▸ **BRIEF 1**
Using the text about Effective Identity Access, decide whether each statement agrees with it: (a) An AI agent's permissions can mix its own rights with the rights of the user who started it. (b) The merged permissions are worked out once a day. (c) An AI agent with strong enough capabilities can go past the permissions of the user it serves. Answer yes or no for each, and quote the exact words that decide it.
▸ **BRIEF 2**
Translate this sentence from the text about Effective Identity Access into Spanish: "This provides a crucial layer of accountability and control, preventing agents from becoming over-privileged vectors for attack or accidental data exposure."

PAGE TEXT START

Taming Autonomous AI with 'Effective Identity'
Perhaps the most forward-looking aspect of the launch is a new capability called "Effective Identity Access," designed specifically for the complexities of agentic AI. As AI agents are deployed to perform tasks on behalf of human users, they create a new and challenging identity problem: the agent's permissions are often a dynamic combination of its own intrinsic rights and the rights of the user who invoked it.
Hush's platform addresses this by calculating the real, merged permissions—the "effective identity"—for each autonomous session in real-time. This allows security teams to establish and enforce seamless zero-trust guardrails, ensuring that an AI agent, regardless of its own capabilities, cannot exceed the permissions of the user it is serving. This provides a crucial layer of accountability and control, preventing agents from becoming over-privileged vectors for attack or accidental data exposure. By treating the combined user-agent session as a single, governable identity, organizations can confidently deploy autonomous systems without sacrificing security oversight.

PAGE TEXT END
GIVEN DATA START

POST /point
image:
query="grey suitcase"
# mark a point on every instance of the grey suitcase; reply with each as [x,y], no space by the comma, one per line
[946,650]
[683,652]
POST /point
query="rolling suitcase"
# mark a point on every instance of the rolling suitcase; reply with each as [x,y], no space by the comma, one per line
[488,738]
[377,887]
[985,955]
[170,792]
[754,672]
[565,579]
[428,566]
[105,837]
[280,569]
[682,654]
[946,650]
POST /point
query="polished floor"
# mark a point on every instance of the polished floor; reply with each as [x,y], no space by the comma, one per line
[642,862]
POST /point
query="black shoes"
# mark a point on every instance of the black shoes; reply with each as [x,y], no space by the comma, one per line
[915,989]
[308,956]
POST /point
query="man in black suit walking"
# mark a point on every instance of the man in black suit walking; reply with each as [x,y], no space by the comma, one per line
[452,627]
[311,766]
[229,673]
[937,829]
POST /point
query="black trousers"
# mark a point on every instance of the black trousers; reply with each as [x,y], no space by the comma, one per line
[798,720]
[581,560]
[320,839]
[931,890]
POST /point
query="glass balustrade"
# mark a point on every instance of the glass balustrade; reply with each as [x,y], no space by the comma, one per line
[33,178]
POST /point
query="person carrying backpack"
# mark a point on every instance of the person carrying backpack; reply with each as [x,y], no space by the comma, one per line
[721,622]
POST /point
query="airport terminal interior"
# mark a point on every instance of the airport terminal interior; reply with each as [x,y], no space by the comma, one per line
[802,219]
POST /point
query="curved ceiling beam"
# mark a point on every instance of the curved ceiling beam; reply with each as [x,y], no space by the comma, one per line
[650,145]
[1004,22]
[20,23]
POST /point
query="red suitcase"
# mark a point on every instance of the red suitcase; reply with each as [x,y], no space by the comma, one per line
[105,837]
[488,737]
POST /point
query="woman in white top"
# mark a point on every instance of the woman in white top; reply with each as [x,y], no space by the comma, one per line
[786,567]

GIVEN DATA END

▸ **WRITTEN RESPONSE 1**
(a) Yes: "the agent's permissions are often a dynamic combination of its own intrinsic rights and the rights of the user who invoked it"
(b) No: "for each autonomous session in real-time"
(c) No: "regardless of its own capabilities, cannot exceed the permissions of the user it is serving"

▸ **WRITTEN RESPONSE 2**
Esto proporciona una capa crucial de responsabilidad y control, lo que evita que los agentes se conviertan en vectores con privilegios excesivos para ataques o para la exposición accidental de datos.